- _Short task_
Swap "sample layout" for "reference layout" in the rows from the first line through the line that contains "point(137, 441)", and write those lines out again with nothing else changed.

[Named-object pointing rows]
-------------------------

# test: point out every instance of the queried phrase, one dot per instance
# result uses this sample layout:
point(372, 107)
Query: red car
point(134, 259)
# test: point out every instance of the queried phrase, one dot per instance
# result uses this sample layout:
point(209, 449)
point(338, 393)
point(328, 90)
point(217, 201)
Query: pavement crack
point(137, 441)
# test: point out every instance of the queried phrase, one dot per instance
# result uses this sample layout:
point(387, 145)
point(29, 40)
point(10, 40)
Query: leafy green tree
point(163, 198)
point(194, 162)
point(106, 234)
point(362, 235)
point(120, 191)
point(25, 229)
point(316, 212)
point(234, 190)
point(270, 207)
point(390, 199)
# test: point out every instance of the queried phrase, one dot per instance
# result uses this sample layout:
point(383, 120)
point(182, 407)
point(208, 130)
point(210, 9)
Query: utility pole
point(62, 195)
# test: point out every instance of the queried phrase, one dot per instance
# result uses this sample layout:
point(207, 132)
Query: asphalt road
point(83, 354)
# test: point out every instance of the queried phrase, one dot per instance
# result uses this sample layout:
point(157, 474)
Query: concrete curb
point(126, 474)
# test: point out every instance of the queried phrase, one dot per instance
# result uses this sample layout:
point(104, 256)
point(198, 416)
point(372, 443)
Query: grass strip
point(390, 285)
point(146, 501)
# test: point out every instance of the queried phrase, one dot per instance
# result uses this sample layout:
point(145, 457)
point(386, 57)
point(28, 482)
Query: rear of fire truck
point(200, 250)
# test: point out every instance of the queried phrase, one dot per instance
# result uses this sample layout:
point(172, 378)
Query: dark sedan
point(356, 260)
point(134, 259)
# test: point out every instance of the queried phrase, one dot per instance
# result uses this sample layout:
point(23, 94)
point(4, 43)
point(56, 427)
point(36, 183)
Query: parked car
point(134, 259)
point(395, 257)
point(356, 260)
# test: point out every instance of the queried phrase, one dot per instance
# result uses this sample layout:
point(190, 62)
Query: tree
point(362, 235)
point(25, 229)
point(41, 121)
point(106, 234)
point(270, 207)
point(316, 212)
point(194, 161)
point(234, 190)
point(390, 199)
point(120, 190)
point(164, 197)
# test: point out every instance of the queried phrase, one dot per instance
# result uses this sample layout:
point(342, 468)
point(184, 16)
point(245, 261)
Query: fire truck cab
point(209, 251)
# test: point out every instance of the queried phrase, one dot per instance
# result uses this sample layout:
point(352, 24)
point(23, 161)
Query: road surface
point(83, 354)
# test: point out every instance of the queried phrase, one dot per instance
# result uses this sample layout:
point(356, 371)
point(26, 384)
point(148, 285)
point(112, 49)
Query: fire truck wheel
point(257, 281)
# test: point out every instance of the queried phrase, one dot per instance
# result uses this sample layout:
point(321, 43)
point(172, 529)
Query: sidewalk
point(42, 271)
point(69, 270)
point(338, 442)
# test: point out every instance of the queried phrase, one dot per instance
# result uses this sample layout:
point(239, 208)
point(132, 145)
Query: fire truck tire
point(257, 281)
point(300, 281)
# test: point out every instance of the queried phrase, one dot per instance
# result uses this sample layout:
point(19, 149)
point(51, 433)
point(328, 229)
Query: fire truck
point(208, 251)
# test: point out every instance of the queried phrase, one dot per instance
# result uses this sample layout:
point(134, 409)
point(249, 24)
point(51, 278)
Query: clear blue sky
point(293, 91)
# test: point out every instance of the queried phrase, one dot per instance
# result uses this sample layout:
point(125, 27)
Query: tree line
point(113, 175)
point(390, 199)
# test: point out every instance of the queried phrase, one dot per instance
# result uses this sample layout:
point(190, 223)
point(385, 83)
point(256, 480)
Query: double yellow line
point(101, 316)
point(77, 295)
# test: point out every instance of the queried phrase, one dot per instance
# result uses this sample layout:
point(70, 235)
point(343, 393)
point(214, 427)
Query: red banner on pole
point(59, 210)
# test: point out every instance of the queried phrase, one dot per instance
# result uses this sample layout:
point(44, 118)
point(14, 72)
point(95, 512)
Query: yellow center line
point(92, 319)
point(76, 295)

-------------------------

- _Answer below_
# test: point out every instance of the queried phrase, one dot per instance
# result uses this reference layout:
point(372, 107)
Query: red car
point(134, 259)
# test: point out every instance of the queried phrase, one dot per instance
# result uses this reference layout:
point(209, 449)
point(338, 393)
point(328, 90)
point(217, 201)
Query: pavement crack
point(137, 441)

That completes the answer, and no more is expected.